(Image-grounded pointing data)
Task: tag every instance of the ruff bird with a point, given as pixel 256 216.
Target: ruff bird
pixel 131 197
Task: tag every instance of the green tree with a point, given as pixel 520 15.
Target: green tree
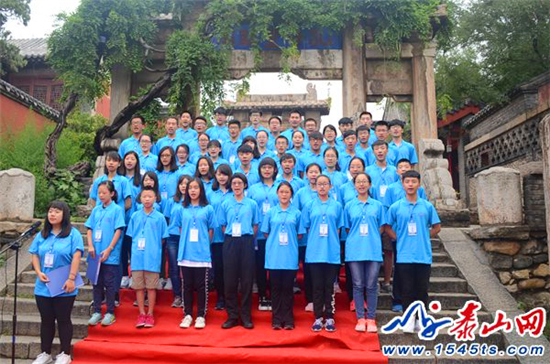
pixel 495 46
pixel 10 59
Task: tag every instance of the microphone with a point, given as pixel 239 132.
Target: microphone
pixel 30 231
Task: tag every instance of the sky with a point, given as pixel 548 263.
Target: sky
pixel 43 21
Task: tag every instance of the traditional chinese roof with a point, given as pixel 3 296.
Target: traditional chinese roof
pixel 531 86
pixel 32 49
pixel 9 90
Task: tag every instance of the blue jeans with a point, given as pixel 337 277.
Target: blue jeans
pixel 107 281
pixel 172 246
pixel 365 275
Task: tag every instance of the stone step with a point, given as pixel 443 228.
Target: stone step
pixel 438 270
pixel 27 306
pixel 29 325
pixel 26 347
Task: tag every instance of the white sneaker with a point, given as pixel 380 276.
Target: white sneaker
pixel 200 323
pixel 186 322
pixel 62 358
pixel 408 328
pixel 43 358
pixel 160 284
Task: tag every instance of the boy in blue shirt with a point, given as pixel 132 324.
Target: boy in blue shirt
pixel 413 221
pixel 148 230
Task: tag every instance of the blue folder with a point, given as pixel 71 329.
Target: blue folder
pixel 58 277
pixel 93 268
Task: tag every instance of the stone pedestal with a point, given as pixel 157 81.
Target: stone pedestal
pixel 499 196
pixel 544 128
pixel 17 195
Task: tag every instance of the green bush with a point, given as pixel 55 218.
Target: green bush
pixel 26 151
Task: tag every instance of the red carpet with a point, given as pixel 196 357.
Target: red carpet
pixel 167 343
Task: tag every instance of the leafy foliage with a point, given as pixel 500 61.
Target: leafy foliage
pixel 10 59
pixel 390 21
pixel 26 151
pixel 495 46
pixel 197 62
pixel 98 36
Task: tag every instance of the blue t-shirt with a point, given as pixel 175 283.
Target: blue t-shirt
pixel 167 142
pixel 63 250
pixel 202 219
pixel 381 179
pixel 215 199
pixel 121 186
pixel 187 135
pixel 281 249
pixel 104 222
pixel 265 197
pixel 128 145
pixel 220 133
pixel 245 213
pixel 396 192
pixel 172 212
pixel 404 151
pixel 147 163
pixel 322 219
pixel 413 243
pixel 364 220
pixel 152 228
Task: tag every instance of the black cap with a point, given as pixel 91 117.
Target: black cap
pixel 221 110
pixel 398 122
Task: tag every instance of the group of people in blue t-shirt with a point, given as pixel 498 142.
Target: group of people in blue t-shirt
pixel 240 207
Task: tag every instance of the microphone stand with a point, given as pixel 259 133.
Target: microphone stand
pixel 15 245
---
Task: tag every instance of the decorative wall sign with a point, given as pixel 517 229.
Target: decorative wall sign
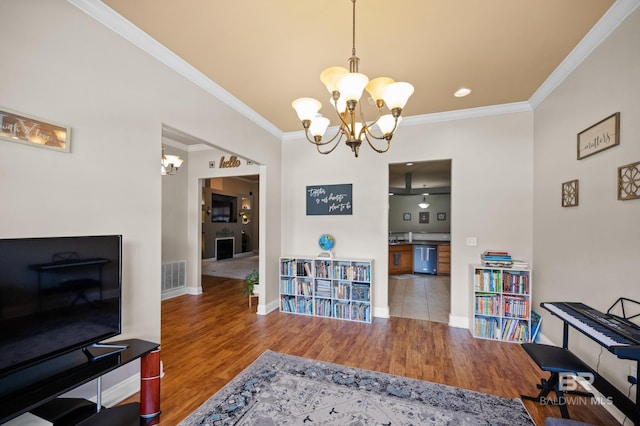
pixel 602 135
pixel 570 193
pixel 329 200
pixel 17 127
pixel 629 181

| Problem description |
Repeat, exactly as they stand above, the lines from the line with "Target: green bush" to the line with "Task: tag every instance of the blue t-shirt", both lines included.

| Task answer |
Target: green bush
pixel 26 151
Task: tag every instance of the red carpet with a point, given as pixel 196 357.
Target: red carpet
pixel 167 343
Task: tag every instance of the leafy foliage with a point, given as pixel 500 61.
Target: leafy foliage
pixel 10 59
pixel 390 21
pixel 26 151
pixel 495 46
pixel 197 62
pixel 98 36
Task: tag every instance of the blue t-shirt with a point, given as pixel 175 283.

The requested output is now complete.